* [TEXT EXCERPT]:
The New America Foundation beat me to the punch with its "20 Questions for the Secretary-Designate." They are pretty good, if somewhat leading. Example: "Would you say that universal pre-k education is (a) the best idea to come along in 100 years; (b) the key to America's future prosperity; (c) such an obvious solution that we shouldn't even be having this debate; or (d) warm and fuzzy like a new puppy?"
So I'm going to be both more modest and more ambitious. More modest by only offering one (timely!) question, and more ambitious by just coming out with the answer, too. Here goes:
Question #1: Mr. Duncan, by all accounts it appears that the Congress is about to spend upwards of $750 billion of taxpayer money to stimulate the economy. $200 billion of this will likely go to bail out the states, and, since one-third to one-half of state budgets go to the schools, $75-$100 billion of that will end up in k-12 education coffers. As Secretary of Education, are you going to have any involvement in that part of the bailout? If so, will you attach any strings to that enormous infusion of cash?

* [DATA BLOCK]:
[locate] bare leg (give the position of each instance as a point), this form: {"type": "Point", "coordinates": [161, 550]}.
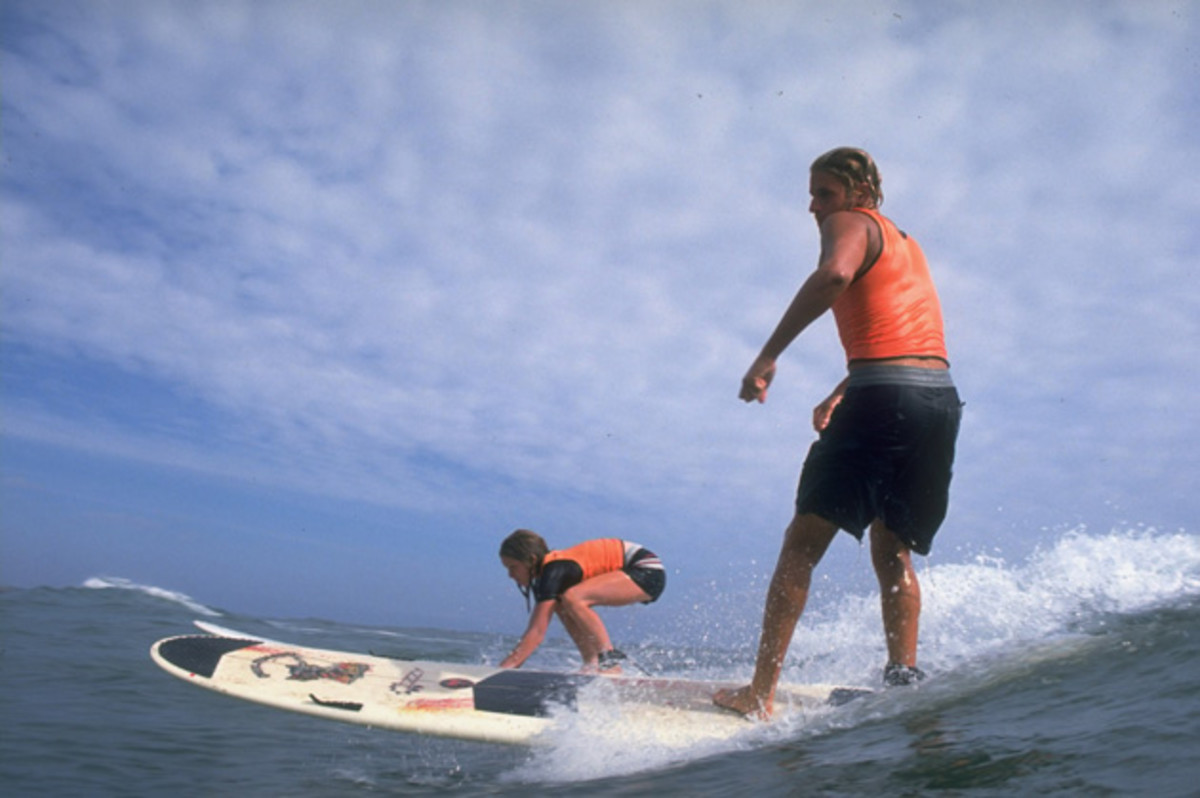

* [WRITTEN REQUEST A]:
From the post on questions for the Secretary-Designate, quote the passage between "So I'm going" and "infusion of cash?", inclusive.
* [WRITTEN REQUEST B]:
In the post on questions for the Secretary-Designate, which organization put out "20 Questions for the Secretary-Designate"?

* [FINAL RESULT A]:
So I'm going to be both more modest and more ambitious. More modest by only offering one (timely!) question, and more ambitious by just coming out with the answer, too. Here goes:
Question #1: Mr. Duncan, by all accounts it appears that the Congress is about to spend upwards of $750 billion of taxpayer money to stimulate the economy. $200 billion of this will likely go to bail out the states, and, since one-third to one-half of state budgets go to the schools, $75-$100 billion of that will end up in k-12 education coffers. As Secretary of Education, are you going to have any involvement in that part of the bailout? If so, will you attach any strings to that enormous infusion of cash?

* [FINAL RESULT B]:
The New America Foundation